Listing —

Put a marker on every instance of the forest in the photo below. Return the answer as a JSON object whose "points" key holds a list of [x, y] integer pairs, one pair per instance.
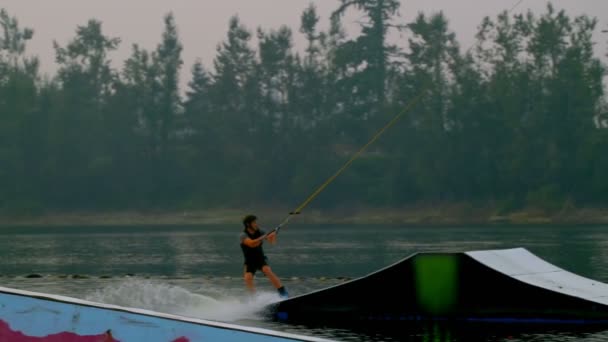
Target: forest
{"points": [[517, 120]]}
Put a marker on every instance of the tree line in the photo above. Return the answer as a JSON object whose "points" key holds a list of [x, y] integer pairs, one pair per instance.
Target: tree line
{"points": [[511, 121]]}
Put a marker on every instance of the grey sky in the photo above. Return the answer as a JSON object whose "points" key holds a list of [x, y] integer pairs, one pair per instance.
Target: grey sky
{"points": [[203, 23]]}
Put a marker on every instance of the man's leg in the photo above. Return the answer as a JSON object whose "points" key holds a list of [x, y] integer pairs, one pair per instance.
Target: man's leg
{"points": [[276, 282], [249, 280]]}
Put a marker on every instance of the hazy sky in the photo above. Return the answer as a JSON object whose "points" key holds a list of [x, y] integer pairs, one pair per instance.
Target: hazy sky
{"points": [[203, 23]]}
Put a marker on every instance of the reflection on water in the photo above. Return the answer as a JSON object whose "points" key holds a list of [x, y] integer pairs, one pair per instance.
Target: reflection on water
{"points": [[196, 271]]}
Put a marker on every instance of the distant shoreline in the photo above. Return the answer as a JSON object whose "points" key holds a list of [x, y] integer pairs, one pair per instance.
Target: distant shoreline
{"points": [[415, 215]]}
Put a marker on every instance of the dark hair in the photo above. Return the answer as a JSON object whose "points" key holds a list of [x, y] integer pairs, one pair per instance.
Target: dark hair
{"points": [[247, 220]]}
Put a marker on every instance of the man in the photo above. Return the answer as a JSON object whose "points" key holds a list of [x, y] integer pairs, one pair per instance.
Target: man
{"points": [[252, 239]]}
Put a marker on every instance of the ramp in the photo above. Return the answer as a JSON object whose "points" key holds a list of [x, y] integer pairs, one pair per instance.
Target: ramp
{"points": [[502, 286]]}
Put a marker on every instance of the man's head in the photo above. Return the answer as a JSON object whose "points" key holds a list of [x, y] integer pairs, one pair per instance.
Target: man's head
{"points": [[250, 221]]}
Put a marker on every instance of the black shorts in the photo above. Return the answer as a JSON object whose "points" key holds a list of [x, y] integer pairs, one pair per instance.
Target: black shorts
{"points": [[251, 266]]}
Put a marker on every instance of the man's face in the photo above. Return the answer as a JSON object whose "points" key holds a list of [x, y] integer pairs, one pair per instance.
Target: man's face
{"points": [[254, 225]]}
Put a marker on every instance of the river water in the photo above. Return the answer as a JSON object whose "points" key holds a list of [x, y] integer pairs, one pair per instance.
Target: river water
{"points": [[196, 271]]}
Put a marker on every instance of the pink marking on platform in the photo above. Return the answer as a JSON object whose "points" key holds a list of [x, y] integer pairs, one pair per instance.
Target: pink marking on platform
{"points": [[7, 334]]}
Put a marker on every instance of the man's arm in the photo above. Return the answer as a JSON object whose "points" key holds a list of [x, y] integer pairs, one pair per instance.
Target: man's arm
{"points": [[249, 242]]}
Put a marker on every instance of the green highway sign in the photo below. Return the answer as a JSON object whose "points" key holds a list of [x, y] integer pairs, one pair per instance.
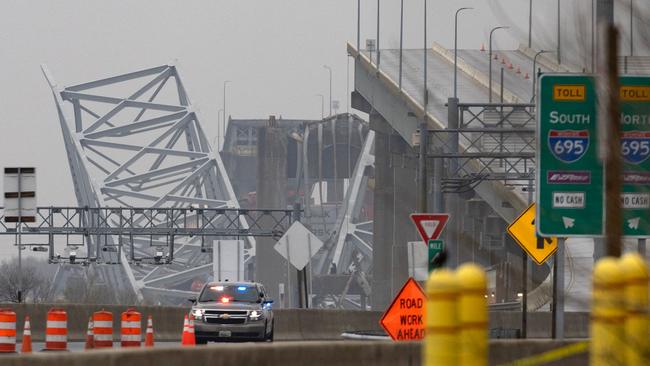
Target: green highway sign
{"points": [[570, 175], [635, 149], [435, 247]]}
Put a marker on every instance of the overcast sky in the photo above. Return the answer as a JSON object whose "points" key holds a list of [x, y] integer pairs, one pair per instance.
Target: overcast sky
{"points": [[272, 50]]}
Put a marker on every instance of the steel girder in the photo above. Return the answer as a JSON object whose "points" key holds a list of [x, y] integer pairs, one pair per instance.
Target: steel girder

Task to carry out —
Update the entries from the line containing "Put a marker on every instance of the pink" through the end of the entries, replacing every "JSON object" with "JSON dictionary" and leaving everything else unchanged. Omit the pictures from your answer.

Result for this exercise —
Put a marker on every instance of the pink marking on platform in the photo above. Return the answer as a JSON dictionary whose "points" key holds a list of [x, y] integer pairs, one pair per instance.
Target: pink marking on platform
{"points": [[7, 334]]}
Put a marker on every instance of the man's arm in the photo above. Return the answer as a JSON dictionary whose "points" key holds a list of [x, y] integer pairs, one pair per instance.
Target: man's arm
{"points": [[249, 242]]}
Put a marker on every instance of the green highway sign in the photo below. Return the answer as a JSON dictionary whose "points" key holds a list of [x, y] integer pairs, one pair per instance.
Target: green highway sign
{"points": [[570, 175], [635, 149], [435, 247]]}
Put a marker on every instance of the overcast sky in the photo above. Return the answer as a JSON dictionary whose "points" key holds a list of [x, y] integer pairs, one pair per instance.
Target: overcast sky
{"points": [[272, 50]]}
Put a marker on every instance of the steel girder in the photo above. Return the answer as a JSON dictionary whose "points" key holds a list of [x, y] integer pairs, one pair per instance.
Target: steel girder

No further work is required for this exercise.